- Work instructions:
Would you please copy the entries exactly, leaving every picture aside?

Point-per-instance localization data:
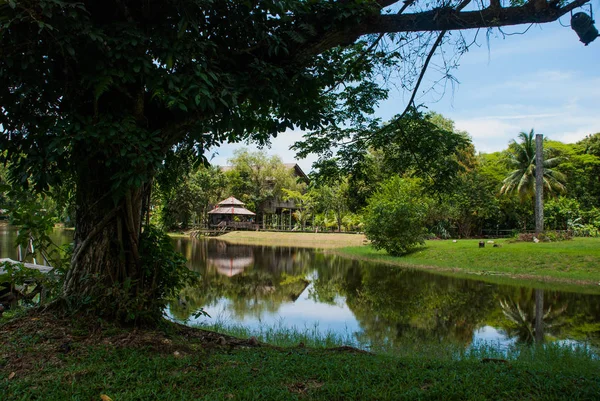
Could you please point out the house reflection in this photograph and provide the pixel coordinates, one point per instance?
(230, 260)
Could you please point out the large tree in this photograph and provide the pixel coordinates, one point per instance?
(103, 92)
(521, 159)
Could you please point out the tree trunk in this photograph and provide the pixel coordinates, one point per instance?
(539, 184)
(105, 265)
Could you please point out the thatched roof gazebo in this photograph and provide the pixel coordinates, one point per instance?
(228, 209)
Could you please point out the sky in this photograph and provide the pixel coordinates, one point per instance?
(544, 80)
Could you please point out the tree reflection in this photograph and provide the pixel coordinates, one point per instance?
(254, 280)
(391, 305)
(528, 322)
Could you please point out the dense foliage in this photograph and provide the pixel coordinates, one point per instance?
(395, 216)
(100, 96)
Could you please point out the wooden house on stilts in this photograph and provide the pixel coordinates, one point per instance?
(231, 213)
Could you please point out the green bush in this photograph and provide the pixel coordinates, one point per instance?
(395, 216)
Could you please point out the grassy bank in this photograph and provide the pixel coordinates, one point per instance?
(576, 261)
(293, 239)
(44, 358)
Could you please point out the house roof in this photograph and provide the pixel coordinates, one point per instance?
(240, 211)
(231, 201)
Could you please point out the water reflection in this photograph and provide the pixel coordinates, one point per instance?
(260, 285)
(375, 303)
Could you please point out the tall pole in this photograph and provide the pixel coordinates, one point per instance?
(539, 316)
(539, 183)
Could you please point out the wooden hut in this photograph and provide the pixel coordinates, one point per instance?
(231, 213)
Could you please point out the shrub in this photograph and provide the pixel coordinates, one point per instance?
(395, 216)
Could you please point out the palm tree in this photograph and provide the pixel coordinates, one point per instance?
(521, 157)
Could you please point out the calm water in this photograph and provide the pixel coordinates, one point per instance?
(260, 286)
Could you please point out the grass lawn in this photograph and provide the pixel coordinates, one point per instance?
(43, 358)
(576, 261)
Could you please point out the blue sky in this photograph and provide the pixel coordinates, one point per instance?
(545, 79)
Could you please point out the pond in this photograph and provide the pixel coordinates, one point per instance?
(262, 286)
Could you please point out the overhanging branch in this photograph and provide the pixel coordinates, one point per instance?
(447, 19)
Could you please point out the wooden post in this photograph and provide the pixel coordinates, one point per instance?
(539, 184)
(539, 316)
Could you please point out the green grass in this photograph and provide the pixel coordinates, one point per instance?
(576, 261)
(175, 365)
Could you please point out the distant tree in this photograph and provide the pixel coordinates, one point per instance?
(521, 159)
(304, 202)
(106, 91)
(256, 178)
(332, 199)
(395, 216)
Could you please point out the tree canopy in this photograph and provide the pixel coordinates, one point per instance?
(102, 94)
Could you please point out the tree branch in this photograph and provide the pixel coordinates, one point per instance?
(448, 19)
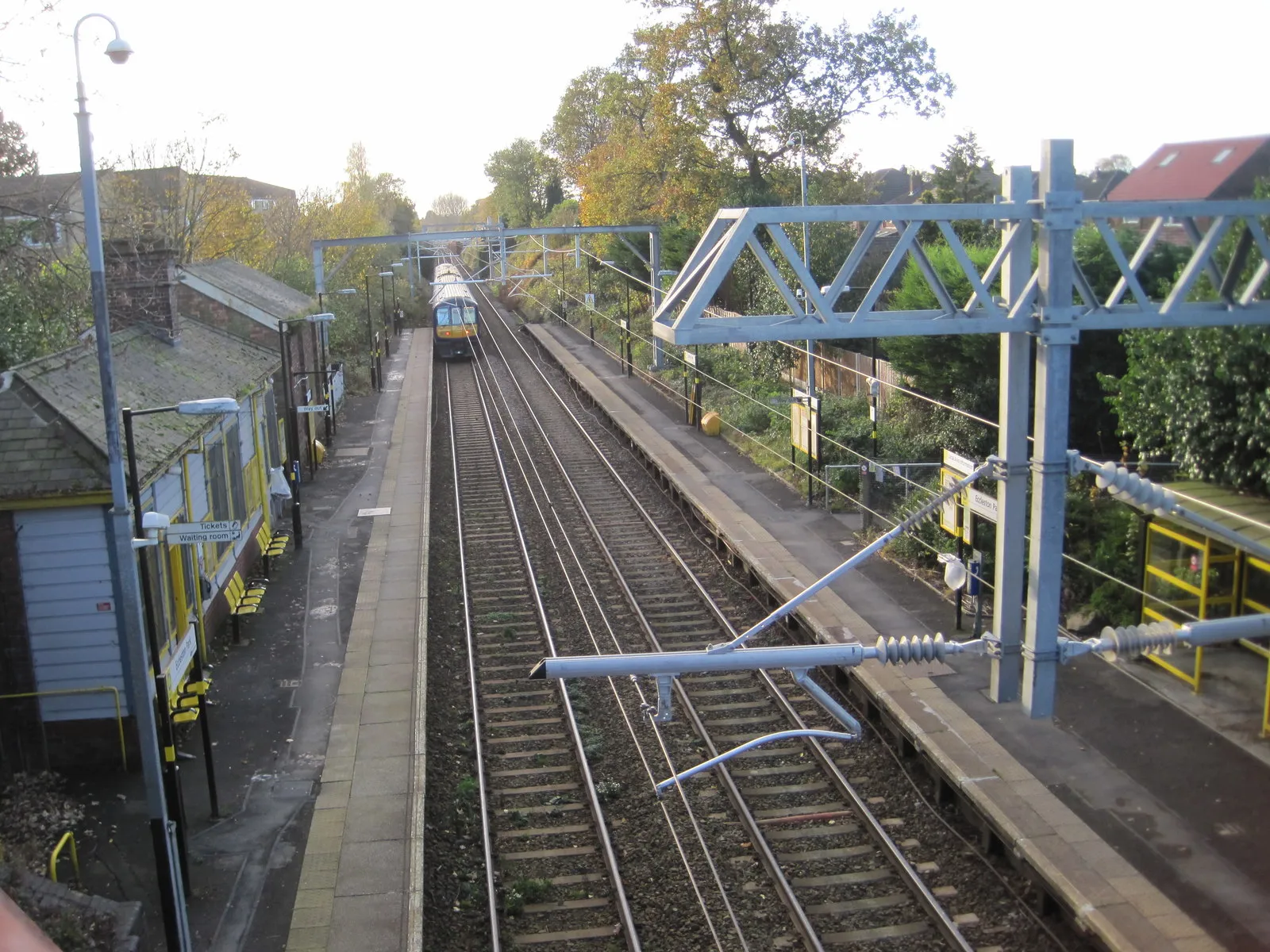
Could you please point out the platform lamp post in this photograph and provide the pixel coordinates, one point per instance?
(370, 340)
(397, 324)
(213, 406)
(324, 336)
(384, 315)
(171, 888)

- Exercise response:
Could you please point out the house reflection in this photograph and provide the pixel coordinates, one point per instance?
(230, 260)
Could you please point out the large tree in this photograph and provide the pixel coordinates, one point per instance?
(103, 92)
(521, 159)
Could you please point out the tree trunk in this photograph and provide the pixel coordinates, one point per instance?
(539, 184)
(105, 265)
Could you please point out the thatched roof gazebo in this photograph and provide the pixel coordinates, one point per instance?
(228, 209)
Could you please point out the sky in this photograph and provide the pixel coordinates, one point per instance?
(544, 80)
Could you please point out the tree reflection in this photograph and provide the pixel coordinates, one point per instance?
(254, 280)
(391, 305)
(528, 322)
Could you please point out the dense foliage in this photograph and provide the pixel coordinates, one point per instance?
(395, 216)
(100, 96)
Could you please point out the wooden house on stilts in this photograph and provide the pixel coordinates, one point per instance?
(231, 213)
Could you please point out the green bush in this photograph and provide the pixel coordinates, one point per instance?
(395, 216)
Could you please point out the grassy bank in this photograph and provide the pixel coordinates, one point per instance?
(576, 261)
(293, 239)
(44, 358)
Could you please point out the house roof in this photograph and provide the pixel coordinates, one point per instance?
(240, 211)
(231, 201)
Could you please point out the water reflection in this photograph and provide the pixel coordinates, one point per instance?
(260, 285)
(375, 303)
Could you please point out the tall pole in this photograph and provide the pixel coordinates, one point per instance?
(539, 316)
(539, 183)
Could you please point out the wooden hut in this photograph and provide the pixel coordinates, one point per instance?
(231, 213)
Could you please point out the shrub in this photograph and provide the pixel coordinates, one point per instance?
(395, 216)
Could you please point out the palm tree in this photograph and provide the pixel coordinates, one point per instance?
(521, 157)
Could you please point out the calm water in this photograph and provide the pixel coordinates, one point per instance?
(260, 286)
Could you please point out the grass lawn in this photograph and provide the pixel coordinates, one point per instance?
(43, 358)
(576, 261)
Could you please point out the blue sky in this photograph and provide the pixel coordinates, one point per instance?
(545, 79)
Could you please point out the pond in this photograph and provide the pixel coordinates, one point per instance?
(262, 286)
Could you please point out the overhanging branch in this photograph and provide the pixel coordinates, one point per instance?
(447, 19)
Could you please point out the wooden post in this photograph and provide the pixel coordinates, one point per instance?
(539, 184)
(539, 316)
Could you please point out the green grass in this photograph and provide the pixel coordinates, one point per instance?
(576, 261)
(175, 365)
Could you please point out the distant tree in this photograph and provide the pixel coordinates, one point per instance?
(521, 159)
(304, 202)
(106, 91)
(256, 178)
(332, 199)
(395, 216)
Could you please point out the tree canopy in this photograph and provide the pixel coordinates, one point per instance?
(102, 94)
Could you please point out the tree branch in this photograph and provide the pixel coordinates, one point per instance?
(448, 19)
Could you please point out the platform lamp post in this photograph and provide the pixel coordinates, one point per instance?
(370, 340)
(397, 324)
(213, 406)
(324, 336)
(384, 315)
(171, 888)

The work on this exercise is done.